[WORK TO COMPLETE] Your answer should be the exact lines of the data below from the one containing "Q: innermost point of each instance of the white airship" through the one containing "Q: innermost point of each instance of the chocolate shaving, in"; please include nothing else.

BEGIN EXERCISE MATERIALS

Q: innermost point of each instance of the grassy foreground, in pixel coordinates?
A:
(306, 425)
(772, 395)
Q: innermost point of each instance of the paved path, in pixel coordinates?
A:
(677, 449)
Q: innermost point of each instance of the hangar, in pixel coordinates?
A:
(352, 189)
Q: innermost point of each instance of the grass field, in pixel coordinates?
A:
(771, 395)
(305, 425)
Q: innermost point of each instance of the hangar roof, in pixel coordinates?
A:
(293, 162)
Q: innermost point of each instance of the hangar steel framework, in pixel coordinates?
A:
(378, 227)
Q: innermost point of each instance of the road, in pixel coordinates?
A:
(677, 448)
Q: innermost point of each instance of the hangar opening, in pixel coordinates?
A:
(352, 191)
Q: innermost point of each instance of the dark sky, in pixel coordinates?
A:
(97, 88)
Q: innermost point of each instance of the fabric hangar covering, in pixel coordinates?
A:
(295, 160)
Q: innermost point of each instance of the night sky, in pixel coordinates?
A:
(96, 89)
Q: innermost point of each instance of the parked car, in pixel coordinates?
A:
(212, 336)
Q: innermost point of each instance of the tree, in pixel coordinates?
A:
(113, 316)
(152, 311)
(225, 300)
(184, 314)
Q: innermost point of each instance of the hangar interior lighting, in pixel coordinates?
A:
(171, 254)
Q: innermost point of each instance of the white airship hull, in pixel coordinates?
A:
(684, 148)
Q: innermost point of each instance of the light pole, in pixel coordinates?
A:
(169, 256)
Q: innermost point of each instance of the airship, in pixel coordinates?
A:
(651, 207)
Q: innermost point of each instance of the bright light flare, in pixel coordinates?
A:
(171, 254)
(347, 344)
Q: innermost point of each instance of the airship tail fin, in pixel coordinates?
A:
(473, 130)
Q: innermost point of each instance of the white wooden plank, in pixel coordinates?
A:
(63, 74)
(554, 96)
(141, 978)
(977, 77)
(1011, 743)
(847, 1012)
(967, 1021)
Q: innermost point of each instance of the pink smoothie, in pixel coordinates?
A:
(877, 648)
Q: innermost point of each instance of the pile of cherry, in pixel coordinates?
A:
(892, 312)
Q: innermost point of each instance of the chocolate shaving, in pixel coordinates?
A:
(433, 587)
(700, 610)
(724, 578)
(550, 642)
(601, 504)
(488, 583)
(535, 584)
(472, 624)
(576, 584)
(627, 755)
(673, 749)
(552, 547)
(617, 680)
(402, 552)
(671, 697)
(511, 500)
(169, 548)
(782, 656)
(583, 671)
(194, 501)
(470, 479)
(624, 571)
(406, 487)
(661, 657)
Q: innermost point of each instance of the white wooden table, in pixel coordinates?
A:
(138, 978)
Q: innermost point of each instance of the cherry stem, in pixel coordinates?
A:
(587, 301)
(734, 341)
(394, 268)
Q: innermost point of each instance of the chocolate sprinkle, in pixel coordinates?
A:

END EXERCISE MATERIALS

[RESULT]
Q: innermost point of each instance of the white airship hull, in pixel coordinates?
A:
(684, 148)
Q: innermost point of each instance of the light pole, in pixel coordinates?
A:
(169, 256)
Q: innermost point of each instance of the airship, in pixel coordinates?
A:
(651, 207)
Q: innermost point of each instance of the bright light flare, in pixel coordinates?
A:
(171, 254)
(347, 344)
Q: innermost point of each instance of the airship tail fin, in pixel coordinates?
A:
(473, 130)
Q: innermost point of each instance of the white wooden plank, in pixel coordinates?
A:
(63, 74)
(554, 96)
(141, 978)
(977, 77)
(1011, 743)
(847, 1012)
(967, 1021)
Q: innermost point of each instance of the pink smoothie, in pixel coordinates?
A:
(877, 648)
Q: innermost point of each instance of the pile of cherry, in pixel coordinates?
A:
(892, 312)
Q: innermost point of each instance of the chocolate shaving, in pixel coordinates?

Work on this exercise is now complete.